--- Supplied records ---
--- Start ---
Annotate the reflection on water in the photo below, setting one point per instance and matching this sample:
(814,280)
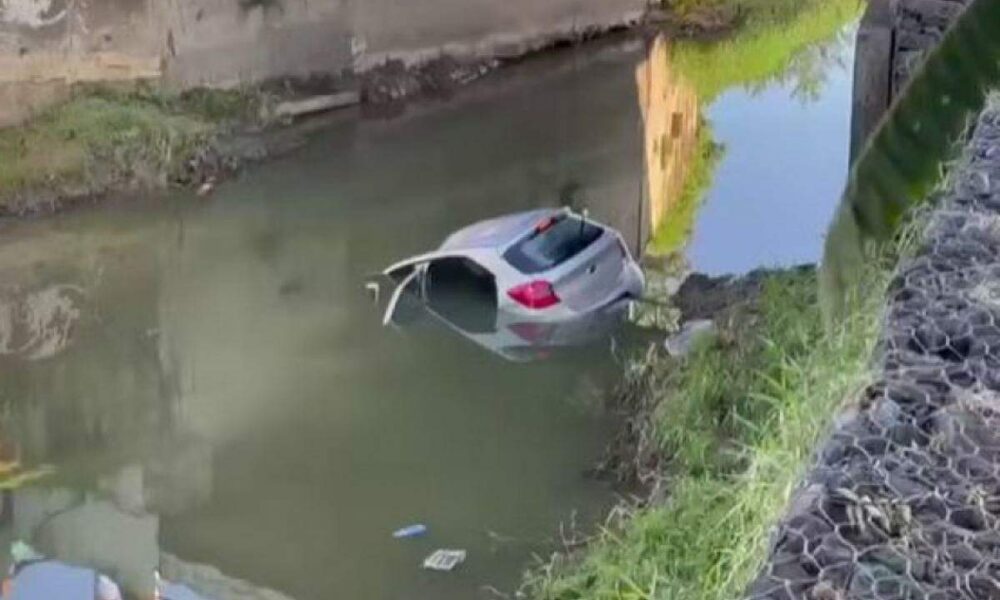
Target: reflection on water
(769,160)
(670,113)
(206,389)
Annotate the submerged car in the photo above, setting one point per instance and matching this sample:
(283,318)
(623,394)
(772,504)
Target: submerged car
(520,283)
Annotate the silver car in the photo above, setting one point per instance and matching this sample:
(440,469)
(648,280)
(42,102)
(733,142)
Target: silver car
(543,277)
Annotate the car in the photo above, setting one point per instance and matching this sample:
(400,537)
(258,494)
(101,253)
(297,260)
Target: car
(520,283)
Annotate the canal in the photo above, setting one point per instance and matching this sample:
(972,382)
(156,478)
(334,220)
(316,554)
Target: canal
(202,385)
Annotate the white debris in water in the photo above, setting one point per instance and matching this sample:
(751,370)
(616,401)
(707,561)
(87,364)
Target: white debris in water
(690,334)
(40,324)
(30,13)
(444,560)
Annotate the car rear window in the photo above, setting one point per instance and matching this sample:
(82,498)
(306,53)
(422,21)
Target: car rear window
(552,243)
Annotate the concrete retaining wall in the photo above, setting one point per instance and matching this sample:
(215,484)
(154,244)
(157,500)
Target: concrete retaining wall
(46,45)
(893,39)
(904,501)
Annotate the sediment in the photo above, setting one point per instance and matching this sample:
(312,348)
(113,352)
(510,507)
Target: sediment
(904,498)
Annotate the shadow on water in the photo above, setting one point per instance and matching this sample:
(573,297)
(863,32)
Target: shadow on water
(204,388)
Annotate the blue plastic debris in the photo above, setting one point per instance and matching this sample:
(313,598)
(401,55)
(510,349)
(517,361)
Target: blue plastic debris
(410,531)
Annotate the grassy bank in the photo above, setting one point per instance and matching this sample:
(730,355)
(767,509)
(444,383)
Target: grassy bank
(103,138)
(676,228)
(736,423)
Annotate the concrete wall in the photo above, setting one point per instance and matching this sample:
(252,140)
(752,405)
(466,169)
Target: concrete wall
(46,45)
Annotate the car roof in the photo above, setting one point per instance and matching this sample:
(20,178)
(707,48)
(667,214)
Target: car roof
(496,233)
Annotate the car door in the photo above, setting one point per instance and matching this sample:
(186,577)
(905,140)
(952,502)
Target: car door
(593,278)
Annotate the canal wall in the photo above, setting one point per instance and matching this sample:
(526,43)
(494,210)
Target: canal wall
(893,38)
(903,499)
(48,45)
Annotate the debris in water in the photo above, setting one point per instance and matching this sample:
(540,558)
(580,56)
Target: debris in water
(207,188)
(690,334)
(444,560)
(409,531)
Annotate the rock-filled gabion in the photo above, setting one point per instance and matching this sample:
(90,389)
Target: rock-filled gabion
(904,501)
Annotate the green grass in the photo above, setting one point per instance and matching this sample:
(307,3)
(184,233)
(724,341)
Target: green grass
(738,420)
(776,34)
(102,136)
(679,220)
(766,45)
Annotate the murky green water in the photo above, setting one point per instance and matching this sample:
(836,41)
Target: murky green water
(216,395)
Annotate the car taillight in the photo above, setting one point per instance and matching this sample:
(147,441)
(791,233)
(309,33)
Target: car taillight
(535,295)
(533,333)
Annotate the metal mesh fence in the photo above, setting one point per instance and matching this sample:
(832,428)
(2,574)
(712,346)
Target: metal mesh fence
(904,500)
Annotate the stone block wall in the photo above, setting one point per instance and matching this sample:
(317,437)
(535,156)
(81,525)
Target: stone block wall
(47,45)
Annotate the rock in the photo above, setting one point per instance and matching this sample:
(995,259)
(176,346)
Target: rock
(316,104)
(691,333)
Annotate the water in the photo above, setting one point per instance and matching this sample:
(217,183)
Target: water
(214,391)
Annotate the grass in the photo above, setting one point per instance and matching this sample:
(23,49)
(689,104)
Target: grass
--- End ---
--- Given problem ---
Reproduce every line from the one containing "Annotate the metal" through the end of the rows, request lines included, and output only those lines. Leave the requests and their sample points unchanged, but multiply each answer coordinate by 0.85 and round it to a whole number, rounding halves up.

--- Full output ---
Annotate the metal mesh fence in the photo above, setting one point per instance and matching this sample:
(832,428)
(2,574)
(712,346)
Target: metal mesh fence
(768,425)
Annotate the stone block wall in the photo above, setting one point per instance and matching this sample:
(317,437)
(535,156)
(81,525)
Target: stone block wall
(40,38)
Annotate the rock in the photo above, setting one point per instance and matching this sample:
(995,259)
(176,346)
Target: rock
(269,88)
(587,283)
Annotate the water in the photo above, setting one point per instance and matching this sample:
(217,183)
Target: water
(182,332)
Annotate the grass in the photo above, setting one point per instance and matching this sample:
(23,49)
(689,104)
Target: grass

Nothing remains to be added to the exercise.